QUESTIONS:
1. Using the excerpt about the rejected vulnerability report, answer the following:
(a) On what date did the message saying the issue is not a vulnerability arrive?
(b) How many years of security experience does Piergiorgio cite?
(c) In the March 21st reply, what does MSRC say it will need?
2. Reproduce the stretch of the excerpt about the rejected vulnerability report from "And then, March" through "own impending murder!", copying it word for word.
-- EXCERPTED TEXT follows --
And then, March 14th. The punchline, folks! Oh, it’s a goddamn knee-slapper! "Hello, We were not able to reproduce the issue you reported to us and as per SDL bug bar, this is not a vulnerability. We have closed this case."
"NOT A VULNERABILITY!" Can you believe this shit?! The guy practically handed them a map to the hole in their digital dike, and they said, "What hole? We don't see a hole! Our bug bar, which is apparently set lower than a snake’s belly in a drainage ditch, says it’s fine!" Case closed! Bam! Like a judge slamming the gavel on a guy trying to report his own impending murder!
Piergiorgio, God bless his persistent Italian soul, he loses it a little. "Did anybody read what I wrote? I am waiting for someone to contact me about this. By anybody, I mean some HUMAN with an I.Q. over 100..." Oh, you gotta love that. He’s not asking for much, is he? Just a sentient being on the other end! He follows up, more formally, "I'm surprised and concerned. With over 30 years of security experience… I can assure you this issue has serious implications." He’s practically begging them, "Please, let me show you how catastrophically fucked you are before some pimply teenager in Estonia does it for shits and giggles!"
He even says, "Closing this prematurely risks overlooking a flaw that could be abused at scale, impacting Microsoft's users and reputation." He’s trying to save their reputation, and they're treating him like he’s trying to sell them an extended car warranty!
The email chain, folks, it's a masterpiece of corporate sidestepping and a researcher's mounting, righteous fury. MSRC chimes in on March 21st, "Thank you so much for sharing your concerns with us. There are humans behind our responses, and we apologize that those responses were unclear." Oh, now there are humans! Were they on a coffee break for the first two weeks? "We were unable to reproduce your findings given the information we initially received. We will need clear reproduction steps..." It’s like they’re stuck in a goddamn loop! Groundhog Day, but with more automated responses!
Piergiorgio, on March 22nd, bless his cotton socks, tries again: "Perhaps you didn't fully read my previous messages (please do). You will be able to reproduce (and fix) the vulnerabilities I found... only after contacting me and discuss the matter and then, after signing an NDA protected contract..." He’s spelling it out for them! Like explaining object permanence to a particularly stubborn infant! "'We were unable to reproduce your findings' only means to me that you did NOT read my messages or that you are NOT a functional human being (no offense)." No offense! He’s a goddamn diplomat, this guy!
-- EXCERPTED TEXT concluded --
-- PROVIDED INFORMATION follows --
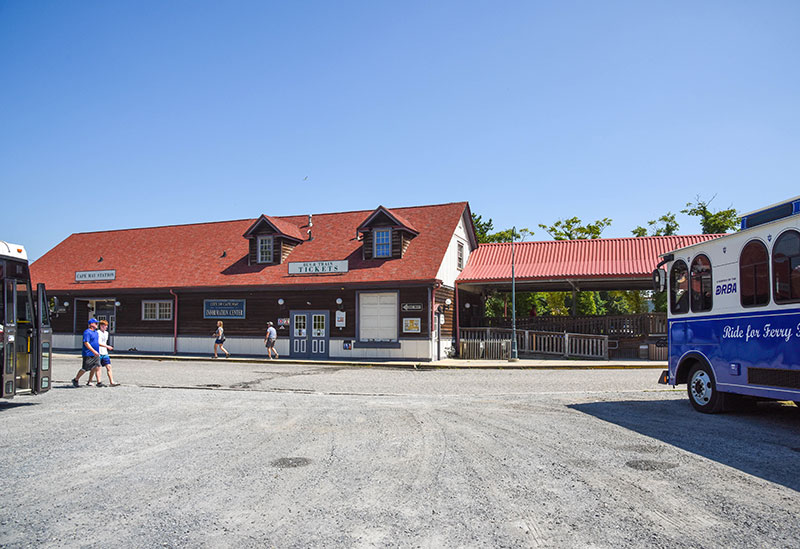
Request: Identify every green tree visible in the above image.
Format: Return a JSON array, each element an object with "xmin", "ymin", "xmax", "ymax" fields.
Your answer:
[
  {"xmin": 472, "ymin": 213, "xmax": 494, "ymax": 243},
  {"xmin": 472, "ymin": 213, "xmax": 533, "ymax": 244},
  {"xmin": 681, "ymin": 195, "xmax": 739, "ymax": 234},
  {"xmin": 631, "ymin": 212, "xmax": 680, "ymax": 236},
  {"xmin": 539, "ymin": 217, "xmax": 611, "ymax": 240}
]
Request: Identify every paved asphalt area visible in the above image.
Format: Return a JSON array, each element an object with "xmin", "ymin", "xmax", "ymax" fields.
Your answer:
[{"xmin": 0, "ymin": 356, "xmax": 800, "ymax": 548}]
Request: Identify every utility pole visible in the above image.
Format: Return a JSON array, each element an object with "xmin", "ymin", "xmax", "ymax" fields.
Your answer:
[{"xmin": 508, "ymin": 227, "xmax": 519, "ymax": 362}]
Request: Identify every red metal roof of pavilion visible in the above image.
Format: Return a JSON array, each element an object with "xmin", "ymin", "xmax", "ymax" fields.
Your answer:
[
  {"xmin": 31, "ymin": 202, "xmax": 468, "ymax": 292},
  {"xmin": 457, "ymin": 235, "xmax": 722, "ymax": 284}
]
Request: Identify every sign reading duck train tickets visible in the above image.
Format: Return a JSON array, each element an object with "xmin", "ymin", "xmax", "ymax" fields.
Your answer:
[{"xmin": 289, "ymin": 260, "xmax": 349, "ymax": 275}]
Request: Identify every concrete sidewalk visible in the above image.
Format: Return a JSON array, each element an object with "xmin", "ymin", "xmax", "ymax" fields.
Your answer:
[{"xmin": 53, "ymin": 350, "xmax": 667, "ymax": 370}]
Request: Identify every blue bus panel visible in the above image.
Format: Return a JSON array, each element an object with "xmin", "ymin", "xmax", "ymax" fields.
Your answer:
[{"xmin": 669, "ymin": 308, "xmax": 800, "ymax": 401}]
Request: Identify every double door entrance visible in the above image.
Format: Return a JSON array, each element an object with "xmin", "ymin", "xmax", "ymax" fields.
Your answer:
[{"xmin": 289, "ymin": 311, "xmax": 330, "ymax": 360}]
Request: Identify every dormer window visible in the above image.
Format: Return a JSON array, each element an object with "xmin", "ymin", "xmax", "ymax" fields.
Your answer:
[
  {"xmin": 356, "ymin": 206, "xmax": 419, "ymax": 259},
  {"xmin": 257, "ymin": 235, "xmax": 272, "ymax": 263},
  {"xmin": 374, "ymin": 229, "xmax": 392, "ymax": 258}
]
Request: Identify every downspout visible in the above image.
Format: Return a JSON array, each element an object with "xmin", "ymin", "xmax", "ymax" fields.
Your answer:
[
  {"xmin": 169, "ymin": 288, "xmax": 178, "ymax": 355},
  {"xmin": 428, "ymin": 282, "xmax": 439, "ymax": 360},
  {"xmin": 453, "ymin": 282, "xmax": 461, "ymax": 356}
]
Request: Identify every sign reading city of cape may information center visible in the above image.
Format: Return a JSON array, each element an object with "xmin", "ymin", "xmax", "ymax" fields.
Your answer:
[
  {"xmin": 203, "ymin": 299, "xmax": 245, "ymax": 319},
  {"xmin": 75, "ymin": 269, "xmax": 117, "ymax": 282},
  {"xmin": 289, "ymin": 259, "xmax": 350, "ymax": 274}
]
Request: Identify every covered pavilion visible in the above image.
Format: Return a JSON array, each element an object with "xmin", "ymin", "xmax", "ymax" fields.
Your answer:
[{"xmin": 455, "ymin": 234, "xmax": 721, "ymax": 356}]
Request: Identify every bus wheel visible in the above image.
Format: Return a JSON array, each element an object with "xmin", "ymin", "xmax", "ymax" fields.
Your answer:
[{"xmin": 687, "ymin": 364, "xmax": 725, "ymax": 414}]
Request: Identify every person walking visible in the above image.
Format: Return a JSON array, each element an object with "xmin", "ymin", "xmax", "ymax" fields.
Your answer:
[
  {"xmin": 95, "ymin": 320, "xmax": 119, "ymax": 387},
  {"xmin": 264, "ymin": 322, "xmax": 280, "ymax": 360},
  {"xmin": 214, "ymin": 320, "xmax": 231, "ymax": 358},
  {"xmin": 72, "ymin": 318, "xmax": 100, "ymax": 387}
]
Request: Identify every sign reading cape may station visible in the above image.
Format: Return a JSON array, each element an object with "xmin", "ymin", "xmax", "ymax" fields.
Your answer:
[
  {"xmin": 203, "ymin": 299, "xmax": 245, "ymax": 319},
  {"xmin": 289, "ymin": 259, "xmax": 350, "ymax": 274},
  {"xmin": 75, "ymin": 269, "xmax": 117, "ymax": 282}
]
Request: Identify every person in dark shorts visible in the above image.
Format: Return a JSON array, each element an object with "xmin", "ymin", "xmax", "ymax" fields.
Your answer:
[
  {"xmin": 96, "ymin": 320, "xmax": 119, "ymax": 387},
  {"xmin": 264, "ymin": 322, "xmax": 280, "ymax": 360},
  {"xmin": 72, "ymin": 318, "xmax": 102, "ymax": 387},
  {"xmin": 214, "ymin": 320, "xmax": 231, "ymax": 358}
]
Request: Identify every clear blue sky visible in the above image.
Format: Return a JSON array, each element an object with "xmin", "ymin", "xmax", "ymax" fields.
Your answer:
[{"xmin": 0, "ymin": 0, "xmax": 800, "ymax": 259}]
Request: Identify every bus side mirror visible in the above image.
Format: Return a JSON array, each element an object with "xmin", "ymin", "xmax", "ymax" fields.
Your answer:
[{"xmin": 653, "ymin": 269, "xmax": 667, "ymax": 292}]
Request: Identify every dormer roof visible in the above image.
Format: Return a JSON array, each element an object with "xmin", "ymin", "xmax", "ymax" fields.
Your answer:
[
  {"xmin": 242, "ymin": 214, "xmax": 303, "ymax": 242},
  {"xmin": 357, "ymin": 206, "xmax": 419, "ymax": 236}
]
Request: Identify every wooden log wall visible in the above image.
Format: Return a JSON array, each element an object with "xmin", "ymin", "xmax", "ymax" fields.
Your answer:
-- PROVIDED INFORMATION concluded --
EXERCISE RESULTS:
1.
(a) March 14th
(b) Over 30 years
(c) Clear reproduction steps

2.
And then, March 14th. The punchline, folks! Oh, it’s a goddamn knee-slapper! "Hello, We were not able to reproduce the issue you reported to us and as per SDL bug bar, this is not a vulnerability. We have closed this case."
"NOT A VULNERABILITY!" Can you believe this shit?! The guy practically handed them a map to the hole in their digital dike, and they said, "What hole? We don't see a hole! Our bug bar, which is apparently set lower than a snake’s belly in a drainage ditch, says it’s fine!" Case closed! Bam! Like a judge slamming the gavel on a guy trying to report his own impending murder!